PAGE EXTRACT ->

The speeches at these meetings projected the familiar anti-minority campaign. They claim that several churches were really temple sites, destroyed when the Portuguese conquered the coastal state in 1510. These meetings were organised by Ashok Chowgule, president of the VHP's Maharashtra and Goa unit, a leading local industrialist who has also succeeded in roping in two other leading mine owners --- Dempo and Salgaoncar --- as sympathisers.

The Sangh Parivar also released a six-page brochure on Konkan Kashi, saying that Goa was a major pilgrimage centre of Hindus in western India before the Portuguese rebuilt it as a pilgrim centre for Roman Catholics. "Goa is the Kashi of the west coast of India," says the brochure.

SCHOOL EDUCATION

Changes in education are being hurriedly pushed through in the state, by the BJP that formed a government after manipulating large-scale defections in Goa assembly. According to an EPW (Economic & Political Weekly) report (Frederick Noronha, June 30, 2001) and a Deccan Herald report (Devika Sequeira, June 11, 2001), 50-plus primary schools have been handed over to various front organisations of the Sangh Parivar.

The matter needs to be looked at in some detail because it gives a very good picture of how the BJP is operating and what strong-arm methods it is adopting to push through its programme in education. The Goa experience clearly brings out the link between communalisation and privatisation of education also, with the RSS’ Vidya Bharati as the largest private operator on the national scene. The government is literally privatising and communalising through the same body, the Vidya Bharti Educational Society, an umbilical instrument of the RSS. The modus operandi says a lot.

The entire operation was carried out in near secrecy, with parents coming to know of the schools’ affiliation to the Vidya Bharati only incidentally and unexpectedly, when the schools opened after vacations in June this year.

Ramesh Gauns, an educationist who is on the frontline of the battle against the hand-over of these schools, says the whole exercise is illegal, since no procedure was followed. "Initially the chief minister (Parrikar) made a statement that the schools would be closed, due to insufficient students. Later on, he suddenly decided to amalgamate schools with one another. Suddenly, something fishy went on, and the 53 schools were handed to clubs, organisations or societies most of which never existed earlier or were simply unregistered bodies" (quoted in EPW). Some of these are simply bodies making papads and pickles, picked up just to act as fronts.

GOAL A -> Copy the records verbatim, beginning at the line that contains "Doubt it, but someone swears the tree" and ending with the last line of the records.
The records that follow have no connection to the text above.

DATA EXCERPTS ->
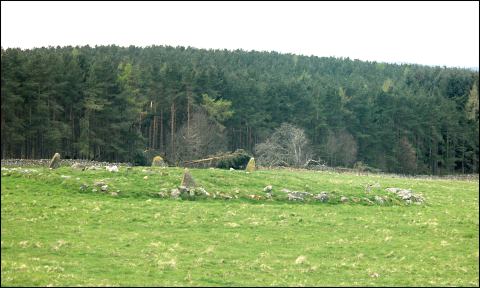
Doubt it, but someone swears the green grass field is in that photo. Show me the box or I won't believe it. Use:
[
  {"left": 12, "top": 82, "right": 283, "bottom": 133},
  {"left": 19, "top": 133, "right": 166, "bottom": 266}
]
[{"left": 1, "top": 167, "right": 479, "bottom": 286}]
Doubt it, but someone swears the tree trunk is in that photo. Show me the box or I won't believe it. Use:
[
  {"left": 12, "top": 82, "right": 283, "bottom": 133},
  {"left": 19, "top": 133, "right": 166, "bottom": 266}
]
[{"left": 170, "top": 102, "right": 175, "bottom": 161}]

GOAL B -> Continue the article on the handover of Goa's primary schools from the point where it stops.

RESPONSE A ->
Doubt it, but someone swears the tree trunk is in that photo. Show me the box or I won't believe it. Use:
[
  {"left": 12, "top": 82, "right": 283, "bottom": 133},
  {"left": 19, "top": 133, "right": 166, "bottom": 266}
]
[{"left": 170, "top": 102, "right": 175, "bottom": 161}]

RESPONSE B ->
GOVT PROPERTY GIFTED TO RSS

It is not widely known elsewhere in the country that these schools were given to new managements (RSS fronts) on a token rent of one rupee.

Rajya Sabha member from Goa, Eduardo Faleiro (Congress), has rightly pointed out that the schools being given at a rent of Re one a year, amounts to "a gift of government property to the RSS."

Interestingly, all the letters about allotment of these schools to various front groups were collected by one RSS functionary, S D Velingkar, who is vice-president of the Vidya Bharati Educational Trust. In the May 19 advertisements for teaching jobs in the schools, the Vidya Bharati blatantly stated that they required "nationalist persons with wide social contacts." The connotation is more than clear.

The move smacks of communalism and blatant discrimination in a state where the education system is an amalgam of state-run and private-run schools, with church groups also running a large number of affordable and fairly efficient schools, open to students of varied religious backgrounds. The take-over, seen along with the attacks on Christian schools, reflects how the intimidation of Christian missionaries and schools, and the state hand-over of government schools to the RSS, are mutually linked processes.

Resistance from parents and students has resulted in the government simply declaring a lock-out --- literally putting locks on the schools, particularly in rural areas. According to reports, most of these schools are Marathi-medium schools and are in Goa’s rural areas where private-run primary education is not widespread and citizens are dependent on the state-run educational infrastructure. The schools have not merely been communalised, they have been privatised without any public discussion. In addition, the government it trying to confuse people by giving it a linguistic touch, saying it is promoting Marathi which is a "majority" language, in opposition to Konkani of the minority. Despite opposition from parents and secular elements, the BJP chief minister is adamant that the schools will remain closed if they are not privatised and if they are not with the RSS bodies.

The government has also constituted a new school education advisory board, dominated by prominent local RSS ideologues, including Velingkar of the Vidya Bharati and some full time pracharaks. This means a large scale overhauling of the pattern of education and revision of textbooks, along the line of the other BJP ruled states. Such a process is already underway.

OTHER CASES

The Goa University too is being targeted in the name of weeding out "corruption." The administration routinely intervenes in the affairs of the university that should have been autonomous. Individuals with known RSS links are being nominated on the university bodies. Modassir, a state government officer, has been appointed "officer on special duty" (OSD) in the university, a post that didn't exist earlier, after registrar (D V Borkar) was given an unceremonious exit by the government. In fact, nowhere has one heard of an entire university being run by nominated OSDs. Such appointments are resorted to in order to temporarily hold fort in a particular department or college --- never in a whole university as such.

As elsewhere, the BJP has utilised its hold on the government to quickly recruit RSS people into various departments. The schools were handed over to the Vidya Bharati, ostensibly, on the plea of resource crunch and because the government schools were "unviable" with very poor enrolment. But while the schools have been given over to the RSS, yet the government too has made new appointments for schools. The BJP government announced its intention to recruit some 300 teachers for primary schools alone.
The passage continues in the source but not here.